THE VIRGINIAN-PILOT Copyright (c) 1996, Landmark Communications, Inc. DATE: Tuesday, July 23, 1996 TAG: 9607230351 SECTION: BUSINESS PAGE: D1 EDITION: FINAL SOURCE: BY LON WAGNER, STAFF WRITER LENGTH: 72 lines
Employees of Volvo Penta in Chesapeake can't phone their home office in Sweden this month. It seems the folks at AB Volvo headquarters in Sweden have taken July off.
The month off? That's nothing compared to German workers, who average six weeks of vacation a year.
Yes, it's summer, and many Americans have already squandered half or all of their scant two weeks of vacation - a bleak reminder of how good some Europeans have it.
But maybe there's hope.
With all the foreign-headquartered companies that have set up shop in the United States in the past 25 years, perhaps some of their generous vacation policies will seep into the company handbooks of their U.S. divisions.
Or maybe not.
Benefits policies don't seem to cross the ocean as easily as foreign companies do. Vacation, sick days, maternity leave and other benefits of foreign companies tend to reflect the culture of the country in which a particular operation is set up.
``I guess it's like that old saying, `When in Rome . . . ,' '' says Joan Richards, human resources manager at Volvo Penta.
Because Volvo's corporate headquarters shuts down in the heart of European vacation season, the company sets up special service offices in the Mediterranean ``to handle the July outage,'' says Scott Watkins, spokesman for Volvo Penta.
That's prime boating season in Europe as well as in the United States, and some of Volvo Penta's boat engines might need service.
``You can't shut down the Mediterranean because all these people in Sweden are taking July off,'' Watkins said. ``Most of the other employees in Europe are also taking these long vacations and where do they go? To the Mediterranean to go boating.''
Stihl Inc. in Virginia Beach offers a vacation policy that is ``a little bit more generous'' than most companies, said Monica Mills, human-resources director of the German-owned company. Stihl's hourly employees get three weeks of vacation after working for the company for five years.
Yet that pales compared to the six weeks a worker gets at Stihl's plant in Waiblingen, Germany.
``This time of year, there's always an article or two that say, `Gee whiz, the Europeans have so much vacation time,' '' says Ken McDonnell, research analyst at the Employee Benefit Research Institute in Washington.

## Stated task 1
Find every line of the records that contains the string "area", copying each one. Case counts.
The vacation-policy article has no connection to the records.

## Supplied entries
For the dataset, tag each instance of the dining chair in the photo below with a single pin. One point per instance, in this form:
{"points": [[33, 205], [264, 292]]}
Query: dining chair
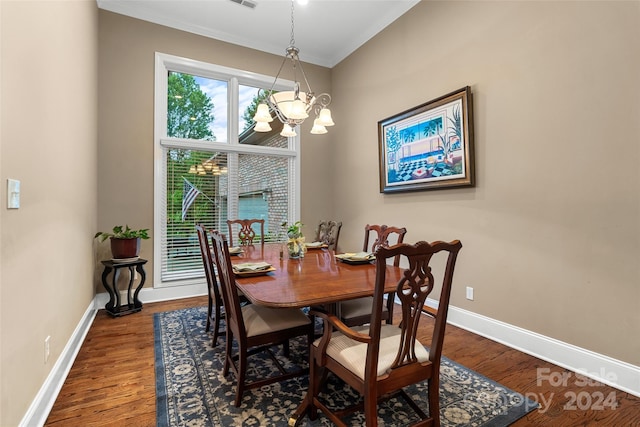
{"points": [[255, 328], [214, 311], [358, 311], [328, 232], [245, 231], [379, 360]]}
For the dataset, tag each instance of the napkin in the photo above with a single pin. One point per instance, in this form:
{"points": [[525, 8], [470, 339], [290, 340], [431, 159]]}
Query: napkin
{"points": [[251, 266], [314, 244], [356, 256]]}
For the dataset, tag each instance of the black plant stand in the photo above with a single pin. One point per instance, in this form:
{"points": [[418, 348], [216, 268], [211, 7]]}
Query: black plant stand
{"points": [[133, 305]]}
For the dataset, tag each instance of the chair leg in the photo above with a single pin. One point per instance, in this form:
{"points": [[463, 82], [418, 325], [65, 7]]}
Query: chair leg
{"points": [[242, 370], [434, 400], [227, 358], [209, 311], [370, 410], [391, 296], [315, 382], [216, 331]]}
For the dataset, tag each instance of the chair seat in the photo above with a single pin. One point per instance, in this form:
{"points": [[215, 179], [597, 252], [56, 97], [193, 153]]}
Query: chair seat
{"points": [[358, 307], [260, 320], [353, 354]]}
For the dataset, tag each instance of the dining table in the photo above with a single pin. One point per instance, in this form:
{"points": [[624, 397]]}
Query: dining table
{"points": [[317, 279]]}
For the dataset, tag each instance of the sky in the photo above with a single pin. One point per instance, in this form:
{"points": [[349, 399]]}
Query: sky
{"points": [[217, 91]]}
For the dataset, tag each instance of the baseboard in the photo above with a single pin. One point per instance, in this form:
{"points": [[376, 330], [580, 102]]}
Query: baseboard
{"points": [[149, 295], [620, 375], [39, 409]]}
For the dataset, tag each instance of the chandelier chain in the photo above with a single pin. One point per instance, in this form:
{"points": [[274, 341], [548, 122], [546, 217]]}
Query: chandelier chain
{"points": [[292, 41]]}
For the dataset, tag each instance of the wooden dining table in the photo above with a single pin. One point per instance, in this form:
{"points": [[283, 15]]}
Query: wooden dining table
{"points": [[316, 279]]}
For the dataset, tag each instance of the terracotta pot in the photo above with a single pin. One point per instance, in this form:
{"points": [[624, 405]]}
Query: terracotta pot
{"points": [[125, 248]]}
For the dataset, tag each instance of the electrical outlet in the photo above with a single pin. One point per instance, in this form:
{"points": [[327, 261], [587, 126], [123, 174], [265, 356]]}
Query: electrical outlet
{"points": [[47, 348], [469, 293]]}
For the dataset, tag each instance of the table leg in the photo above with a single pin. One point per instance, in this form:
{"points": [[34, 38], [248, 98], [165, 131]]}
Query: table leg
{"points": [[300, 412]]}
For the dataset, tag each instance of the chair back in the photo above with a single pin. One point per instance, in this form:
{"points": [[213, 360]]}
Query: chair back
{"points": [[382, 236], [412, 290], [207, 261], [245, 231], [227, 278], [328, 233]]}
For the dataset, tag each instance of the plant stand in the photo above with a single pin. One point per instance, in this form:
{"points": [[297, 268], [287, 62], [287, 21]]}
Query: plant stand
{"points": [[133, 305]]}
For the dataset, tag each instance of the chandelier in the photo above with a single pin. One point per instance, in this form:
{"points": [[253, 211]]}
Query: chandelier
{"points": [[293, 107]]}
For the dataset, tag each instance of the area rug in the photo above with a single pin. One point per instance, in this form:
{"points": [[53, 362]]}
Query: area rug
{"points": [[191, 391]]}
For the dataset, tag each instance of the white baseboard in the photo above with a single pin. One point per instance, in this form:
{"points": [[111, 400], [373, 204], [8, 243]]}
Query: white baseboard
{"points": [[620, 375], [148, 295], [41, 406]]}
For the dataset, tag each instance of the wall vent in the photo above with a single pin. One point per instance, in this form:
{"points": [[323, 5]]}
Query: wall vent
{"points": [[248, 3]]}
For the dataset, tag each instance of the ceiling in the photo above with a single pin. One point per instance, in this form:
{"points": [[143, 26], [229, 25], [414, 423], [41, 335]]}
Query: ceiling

## Stated task 2
According to the vacation-policy article, why does Volvo set up special service offices in the Mediterranean?

## Answer 1
For the dataset, tag each instance of the area rug in the photo above with a single pin. One point per instance, in this form:
Query: area rug

## Answer 2
Volvo's headquarters in Sweden shuts down in July, which is prime boating season in Europe, and some Volvo Penta boat engines might need service. Many European employees also spend their long vacations boating in the Mediterranean, so service there can't shut down.